* Texto apresentado:
---*---
Sobre as perspectivas para o futuro, o engenheiro refere que, por um lado, se está em permanente investigação e desenvolvimento de tecnologias que possam dar apoio a esta área. Por outro lado, como a procura tem aumentado nos últimos anos, pretende-se continuar a ser sempre competitivo para responder a concursos públicos para a expansão do sistema. Também se quer fazer um investimento no mercado internacional. E, já agora, daqui a 40 anos? “Daqui a 40 anos os incêndios não deixarão de ser um problema, devido ao aquecimento global, mas gostaria de imaginar que deixariam de ser um problema com a dimensão actual que têm na sociedade. Ou seja, as tecnologias permitiriam minimizar o impacto desse risco que continuará a crescer”, reflecte Luís Silva.

Aperfeiçoar a vigilância epidemiológica

Melhorar as ferramentas actuais de vigilância epidemiológica através da integração de diferentes fontes de dados. Este é o grande objectivo do projecto europeu Mood, que é coordenado pelo Centro de Cooperação Internacional de Investigação Agronómica para o Desenvolvimento, em França. O Inesc ID integra este projecto que teve quase 14 milhões de euros do programa de financiamento europeu Horizonte 2020.

Este trabalho na área da epidemiologia terá o recurso de técnicas de ciências dos dados e de análises a grandes volumes de informação – que pode estar relacionada com a distribuição da população, mobilidade ou outros factores que ajudem a modelar a forma como se propagam doenças infecciosas. Essa recolha dessa informação pode até ser feita nas redes sociais ou nos media.

O projecto arrancou em Janeiro e tem a duração de quatro anos. Devido ao surgimento da actual pandemia, certas actividades foram redireccionadas e a covid-19 foi integrada no Mood, como a recolha de dados ligados à mobilidade das pessoas. Bruno Martins, investigador Inesc ID e coordenador do projecto em Portugal, refere que os avanços técnicos serão integrados em várias ferramentas de vigilância epidemiológica já em funcionamento através diferentes entidades, como o Centro Europeu de Prevenção e Controlo das Doenças (ECDC), e que não se deverá criar um sistema de vigilância completamente novo. “A visão é mais de melhorar as ferramentas existentes e não tanto contribuir para mais uma nova ferramenta de vigilância epidemiológica.”

Bruno Martins diz que é praticamente impossível prever o que vai acontecer nos próximos 40 anos. Mas há algo que consegue perspectivar para os próximos anos: “Imagino que muitas das técnicas que estão a ser desenvolvidas neste projecto terão continuidade e terão aplicações noutras áreas relacionadas com o que é o core da actividade do Inesc.”
---*---
* Exercícios a realizar:
**A)** Traduza para inglês esta frase do texto apresentado: "O projecto arrancou em Janeiro e tem a duração de quatro anos."
**B)** Enumere todas as instituições e organismos designados pelo nome no texto apresentado, sem contar projectos nem programas de financiamento.
---*---
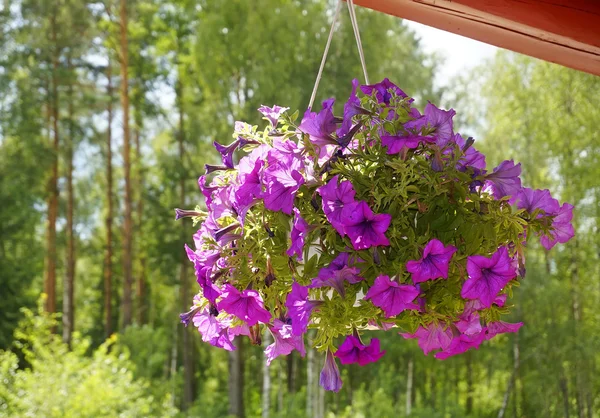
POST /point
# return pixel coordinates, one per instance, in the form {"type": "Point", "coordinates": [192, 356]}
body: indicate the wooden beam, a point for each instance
{"type": "Point", "coordinates": [566, 32]}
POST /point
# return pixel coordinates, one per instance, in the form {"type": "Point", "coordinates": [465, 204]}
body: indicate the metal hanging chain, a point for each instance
{"type": "Point", "coordinates": [361, 54]}
{"type": "Point", "coordinates": [320, 73]}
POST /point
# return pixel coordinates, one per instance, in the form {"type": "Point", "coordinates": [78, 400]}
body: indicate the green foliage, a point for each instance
{"type": "Point", "coordinates": [59, 382]}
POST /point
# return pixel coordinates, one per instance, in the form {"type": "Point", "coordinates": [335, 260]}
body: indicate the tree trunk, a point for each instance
{"type": "Point", "coordinates": [266, 393]}
{"type": "Point", "coordinates": [50, 261]}
{"type": "Point", "coordinates": [109, 210]}
{"type": "Point", "coordinates": [141, 274]}
{"type": "Point", "coordinates": [126, 303]}
{"type": "Point", "coordinates": [68, 317]}
{"type": "Point", "coordinates": [188, 363]}
{"type": "Point", "coordinates": [236, 380]}
{"type": "Point", "coordinates": [409, 386]}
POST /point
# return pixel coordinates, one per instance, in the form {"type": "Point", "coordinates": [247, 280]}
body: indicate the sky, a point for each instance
{"type": "Point", "coordinates": [459, 53]}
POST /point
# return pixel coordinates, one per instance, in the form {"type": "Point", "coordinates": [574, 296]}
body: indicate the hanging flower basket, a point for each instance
{"type": "Point", "coordinates": [384, 218]}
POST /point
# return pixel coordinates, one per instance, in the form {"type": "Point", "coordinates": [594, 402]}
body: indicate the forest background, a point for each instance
{"type": "Point", "coordinates": [108, 111]}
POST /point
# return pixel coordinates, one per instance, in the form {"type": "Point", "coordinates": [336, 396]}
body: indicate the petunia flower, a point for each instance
{"type": "Point", "coordinates": [351, 108]}
{"type": "Point", "coordinates": [284, 341]}
{"type": "Point", "coordinates": [501, 327]}
{"type": "Point", "coordinates": [505, 181]}
{"type": "Point", "coordinates": [434, 263]}
{"type": "Point", "coordinates": [434, 336]}
{"type": "Point", "coordinates": [319, 127]}
{"type": "Point", "coordinates": [330, 375]}
{"type": "Point", "coordinates": [383, 91]}
{"type": "Point", "coordinates": [227, 151]}
{"type": "Point", "coordinates": [282, 180]}
{"type": "Point", "coordinates": [214, 330]}
{"type": "Point", "coordinates": [441, 120]}
{"type": "Point", "coordinates": [487, 276]}
{"type": "Point", "coordinates": [299, 308]}
{"type": "Point", "coordinates": [562, 228]}
{"type": "Point", "coordinates": [246, 305]}
{"type": "Point", "coordinates": [336, 274]}
{"type": "Point", "coordinates": [461, 344]}
{"type": "Point", "coordinates": [471, 157]}
{"type": "Point", "coordinates": [366, 229]}
{"type": "Point", "coordinates": [530, 200]}
{"type": "Point", "coordinates": [300, 229]}
{"type": "Point", "coordinates": [392, 297]}
{"type": "Point", "coordinates": [272, 114]}
{"type": "Point", "coordinates": [338, 201]}
{"type": "Point", "coordinates": [396, 143]}
{"type": "Point", "coordinates": [353, 350]}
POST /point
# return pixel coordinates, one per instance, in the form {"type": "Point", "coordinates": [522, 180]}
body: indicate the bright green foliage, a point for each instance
{"type": "Point", "coordinates": [59, 382]}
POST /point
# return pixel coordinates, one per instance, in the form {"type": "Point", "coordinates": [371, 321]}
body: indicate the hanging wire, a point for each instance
{"type": "Point", "coordinates": [316, 87]}
{"type": "Point", "coordinates": [361, 54]}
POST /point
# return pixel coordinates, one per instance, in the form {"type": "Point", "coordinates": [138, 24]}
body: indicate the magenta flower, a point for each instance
{"type": "Point", "coordinates": [272, 114]}
{"type": "Point", "coordinates": [441, 120]}
{"type": "Point", "coordinates": [396, 143]}
{"type": "Point", "coordinates": [434, 263]}
{"type": "Point", "coordinates": [300, 229]}
{"type": "Point", "coordinates": [383, 91]}
{"type": "Point", "coordinates": [336, 274]}
{"type": "Point", "coordinates": [501, 327]}
{"type": "Point", "coordinates": [338, 201]}
{"type": "Point", "coordinates": [461, 344]}
{"type": "Point", "coordinates": [299, 308]}
{"type": "Point", "coordinates": [433, 337]}
{"type": "Point", "coordinates": [247, 305]}
{"type": "Point", "coordinates": [487, 276]}
{"type": "Point", "coordinates": [392, 297]}
{"type": "Point", "coordinates": [214, 330]}
{"type": "Point", "coordinates": [227, 151]}
{"type": "Point", "coordinates": [282, 180]}
{"type": "Point", "coordinates": [351, 108]}
{"type": "Point", "coordinates": [330, 375]}
{"type": "Point", "coordinates": [353, 350]}
{"type": "Point", "coordinates": [530, 200]}
{"type": "Point", "coordinates": [505, 181]}
{"type": "Point", "coordinates": [562, 228]}
{"type": "Point", "coordinates": [364, 228]}
{"type": "Point", "coordinates": [284, 341]}
{"type": "Point", "coordinates": [471, 157]}
{"type": "Point", "coordinates": [319, 127]}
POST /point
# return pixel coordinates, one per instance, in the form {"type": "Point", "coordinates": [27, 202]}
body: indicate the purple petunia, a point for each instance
{"type": "Point", "coordinates": [392, 297]}
{"type": "Point", "coordinates": [272, 114]}
{"type": "Point", "coordinates": [562, 228]}
{"type": "Point", "coordinates": [434, 264]}
{"type": "Point", "coordinates": [284, 341]}
{"type": "Point", "coordinates": [353, 350]}
{"type": "Point", "coordinates": [432, 337]}
{"type": "Point", "coordinates": [299, 308]}
{"type": "Point", "coordinates": [319, 127]}
{"type": "Point", "coordinates": [338, 202]}
{"type": "Point", "coordinates": [336, 274]}
{"type": "Point", "coordinates": [383, 91]}
{"type": "Point", "coordinates": [396, 143]}
{"type": "Point", "coordinates": [505, 181]}
{"type": "Point", "coordinates": [441, 120]}
{"type": "Point", "coordinates": [282, 180]}
{"type": "Point", "coordinates": [330, 375]}
{"type": "Point", "coordinates": [487, 276]}
{"type": "Point", "coordinates": [366, 229]}
{"type": "Point", "coordinates": [246, 305]}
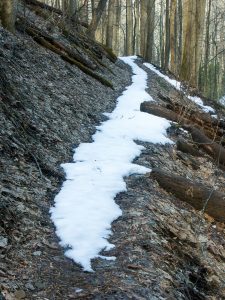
---*---
* Resultados dos exercícios:
**A)** The project began in January and runs for four years.

**B)**
- Inesc ID
- Centro de Cooperação Internacional de Investigação Agronómica para o Desenvolvimento
- Centro Europeu de Prevenção e Controlo das Doenças (ECDC)